-- Start RECORD EXTRACTS --

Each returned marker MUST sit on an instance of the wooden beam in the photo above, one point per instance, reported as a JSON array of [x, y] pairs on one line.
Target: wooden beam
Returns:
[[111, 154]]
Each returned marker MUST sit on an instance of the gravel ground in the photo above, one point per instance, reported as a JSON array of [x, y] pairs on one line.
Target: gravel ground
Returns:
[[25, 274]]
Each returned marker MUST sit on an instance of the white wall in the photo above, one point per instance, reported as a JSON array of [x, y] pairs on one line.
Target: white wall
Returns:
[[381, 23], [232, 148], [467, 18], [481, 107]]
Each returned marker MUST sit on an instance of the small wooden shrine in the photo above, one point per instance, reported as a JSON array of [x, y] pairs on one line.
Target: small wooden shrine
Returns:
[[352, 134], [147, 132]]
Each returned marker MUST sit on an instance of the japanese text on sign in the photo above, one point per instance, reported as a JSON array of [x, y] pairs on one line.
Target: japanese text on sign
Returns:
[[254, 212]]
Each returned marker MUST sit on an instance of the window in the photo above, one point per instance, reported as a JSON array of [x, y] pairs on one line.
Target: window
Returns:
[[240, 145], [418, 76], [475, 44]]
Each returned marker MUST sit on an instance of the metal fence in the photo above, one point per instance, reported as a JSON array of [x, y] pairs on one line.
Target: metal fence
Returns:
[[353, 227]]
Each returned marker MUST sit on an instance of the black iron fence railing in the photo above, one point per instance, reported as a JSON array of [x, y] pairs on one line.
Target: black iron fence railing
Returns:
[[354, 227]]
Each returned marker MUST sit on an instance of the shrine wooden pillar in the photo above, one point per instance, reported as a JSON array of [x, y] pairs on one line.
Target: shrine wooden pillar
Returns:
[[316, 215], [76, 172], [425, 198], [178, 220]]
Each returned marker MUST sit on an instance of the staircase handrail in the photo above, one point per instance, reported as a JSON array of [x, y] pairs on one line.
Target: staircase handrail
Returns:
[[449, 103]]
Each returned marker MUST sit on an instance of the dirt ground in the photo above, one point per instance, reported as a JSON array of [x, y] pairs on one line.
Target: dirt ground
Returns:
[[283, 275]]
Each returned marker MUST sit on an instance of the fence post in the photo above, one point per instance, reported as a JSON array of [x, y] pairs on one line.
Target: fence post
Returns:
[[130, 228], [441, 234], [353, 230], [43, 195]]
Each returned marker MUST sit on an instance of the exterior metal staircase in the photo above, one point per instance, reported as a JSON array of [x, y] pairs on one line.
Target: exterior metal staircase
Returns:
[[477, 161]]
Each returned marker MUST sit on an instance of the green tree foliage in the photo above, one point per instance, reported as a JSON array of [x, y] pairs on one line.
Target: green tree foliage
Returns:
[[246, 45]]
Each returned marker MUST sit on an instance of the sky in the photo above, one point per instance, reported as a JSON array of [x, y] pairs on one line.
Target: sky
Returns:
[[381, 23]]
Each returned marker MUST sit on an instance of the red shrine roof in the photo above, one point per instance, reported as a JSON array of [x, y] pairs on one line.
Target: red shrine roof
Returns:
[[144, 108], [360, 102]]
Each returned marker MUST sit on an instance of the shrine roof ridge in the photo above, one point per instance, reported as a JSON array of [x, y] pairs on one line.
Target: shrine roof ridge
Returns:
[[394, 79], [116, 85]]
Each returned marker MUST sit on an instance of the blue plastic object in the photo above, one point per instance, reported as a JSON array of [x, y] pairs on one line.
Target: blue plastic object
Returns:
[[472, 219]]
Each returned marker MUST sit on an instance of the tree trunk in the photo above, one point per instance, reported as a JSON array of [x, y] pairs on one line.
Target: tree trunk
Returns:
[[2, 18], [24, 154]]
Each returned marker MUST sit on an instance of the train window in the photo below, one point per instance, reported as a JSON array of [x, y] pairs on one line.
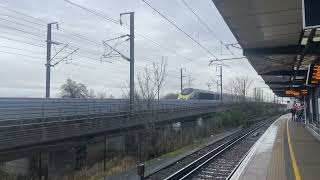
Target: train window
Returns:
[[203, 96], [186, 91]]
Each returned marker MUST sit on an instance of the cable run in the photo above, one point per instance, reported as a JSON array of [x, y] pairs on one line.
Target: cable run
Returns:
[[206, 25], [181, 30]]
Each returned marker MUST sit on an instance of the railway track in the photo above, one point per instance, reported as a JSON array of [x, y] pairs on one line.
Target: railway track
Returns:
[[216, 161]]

-- End RECORD EXTRACTS --
-- Start RECORD EXTRACTS --

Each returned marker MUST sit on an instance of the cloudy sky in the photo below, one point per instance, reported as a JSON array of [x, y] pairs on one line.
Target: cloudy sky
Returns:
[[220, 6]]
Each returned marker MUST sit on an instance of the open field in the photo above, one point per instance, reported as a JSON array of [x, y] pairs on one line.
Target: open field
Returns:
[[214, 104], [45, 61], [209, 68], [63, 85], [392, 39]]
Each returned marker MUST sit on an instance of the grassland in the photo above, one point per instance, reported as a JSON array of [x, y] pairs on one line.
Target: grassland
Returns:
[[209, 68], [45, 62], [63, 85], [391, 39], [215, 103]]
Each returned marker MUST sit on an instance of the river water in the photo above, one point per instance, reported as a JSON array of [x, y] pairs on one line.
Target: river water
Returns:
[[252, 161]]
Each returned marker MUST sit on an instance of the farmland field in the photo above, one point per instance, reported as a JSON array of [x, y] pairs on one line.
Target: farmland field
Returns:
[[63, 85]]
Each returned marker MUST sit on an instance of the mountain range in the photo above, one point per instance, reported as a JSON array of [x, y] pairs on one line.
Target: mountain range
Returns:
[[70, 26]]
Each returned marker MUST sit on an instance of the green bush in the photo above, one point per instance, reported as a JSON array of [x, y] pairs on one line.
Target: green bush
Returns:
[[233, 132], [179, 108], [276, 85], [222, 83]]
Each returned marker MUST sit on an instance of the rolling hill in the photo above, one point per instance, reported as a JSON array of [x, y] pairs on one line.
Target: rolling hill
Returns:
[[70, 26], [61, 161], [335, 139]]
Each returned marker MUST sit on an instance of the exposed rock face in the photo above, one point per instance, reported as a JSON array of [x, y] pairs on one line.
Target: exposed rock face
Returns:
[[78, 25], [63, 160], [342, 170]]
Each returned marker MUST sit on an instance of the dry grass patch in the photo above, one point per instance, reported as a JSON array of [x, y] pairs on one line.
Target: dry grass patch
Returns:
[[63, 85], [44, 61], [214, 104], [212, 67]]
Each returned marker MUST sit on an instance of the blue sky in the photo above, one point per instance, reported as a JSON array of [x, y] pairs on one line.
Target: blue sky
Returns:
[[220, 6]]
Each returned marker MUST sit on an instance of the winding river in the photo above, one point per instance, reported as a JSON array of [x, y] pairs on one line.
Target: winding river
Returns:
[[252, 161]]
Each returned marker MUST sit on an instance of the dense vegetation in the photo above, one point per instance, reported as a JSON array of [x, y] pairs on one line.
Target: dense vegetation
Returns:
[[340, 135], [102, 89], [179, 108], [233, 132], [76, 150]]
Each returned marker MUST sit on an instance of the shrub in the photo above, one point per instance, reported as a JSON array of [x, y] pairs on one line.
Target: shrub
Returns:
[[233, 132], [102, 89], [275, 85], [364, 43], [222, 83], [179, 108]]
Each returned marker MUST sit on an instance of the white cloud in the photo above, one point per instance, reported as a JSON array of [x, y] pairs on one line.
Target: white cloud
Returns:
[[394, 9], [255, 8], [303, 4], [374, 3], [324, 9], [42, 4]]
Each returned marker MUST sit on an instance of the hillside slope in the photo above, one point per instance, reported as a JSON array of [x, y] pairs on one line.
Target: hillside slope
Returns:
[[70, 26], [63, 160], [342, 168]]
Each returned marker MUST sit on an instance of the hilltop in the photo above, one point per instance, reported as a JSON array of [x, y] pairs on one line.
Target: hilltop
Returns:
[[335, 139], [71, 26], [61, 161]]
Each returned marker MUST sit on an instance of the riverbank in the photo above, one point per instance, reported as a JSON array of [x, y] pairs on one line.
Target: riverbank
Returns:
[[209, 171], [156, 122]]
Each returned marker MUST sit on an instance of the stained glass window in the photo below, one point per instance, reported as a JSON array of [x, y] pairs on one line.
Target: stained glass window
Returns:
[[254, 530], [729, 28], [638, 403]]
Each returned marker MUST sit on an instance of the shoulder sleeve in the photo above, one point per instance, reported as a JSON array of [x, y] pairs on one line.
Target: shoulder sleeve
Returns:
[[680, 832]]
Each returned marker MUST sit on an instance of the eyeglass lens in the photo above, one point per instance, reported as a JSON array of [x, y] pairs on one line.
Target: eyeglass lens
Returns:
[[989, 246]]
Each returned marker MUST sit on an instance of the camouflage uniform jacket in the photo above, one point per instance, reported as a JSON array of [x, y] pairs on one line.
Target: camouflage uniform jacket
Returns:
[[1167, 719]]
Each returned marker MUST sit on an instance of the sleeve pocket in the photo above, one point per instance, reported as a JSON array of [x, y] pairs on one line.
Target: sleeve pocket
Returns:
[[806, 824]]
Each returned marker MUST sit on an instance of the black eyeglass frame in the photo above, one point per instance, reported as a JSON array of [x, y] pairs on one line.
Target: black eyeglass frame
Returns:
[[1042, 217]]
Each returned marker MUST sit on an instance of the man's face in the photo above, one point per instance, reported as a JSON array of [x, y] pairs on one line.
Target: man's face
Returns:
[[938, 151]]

-- End RECORD EXTRACTS --

> _GIVEN INSTRUCTION_:
Copy out, word for word, the lines from the one holding "Each returned marker MUST sit on an instance of the fence" through the one holding "[[477, 161]]", both included.

> _OUTPUT FOR THIS EXERCISE_:
Each returned marker MUST sit on an instance of the fence post in the photo above, one point per instance, reported as a JSON array of [x, y] pairs on one line.
Target: fence post
Returns:
[[130, 228], [441, 234], [353, 230], [43, 195]]
Each returned marker MUST sit on an instance of the exterior metal staircase in the photo above, one point per instance, reported as a JSON array of [x, y] pairs on one line.
Target: exterior metal staircase
Returns:
[[477, 161]]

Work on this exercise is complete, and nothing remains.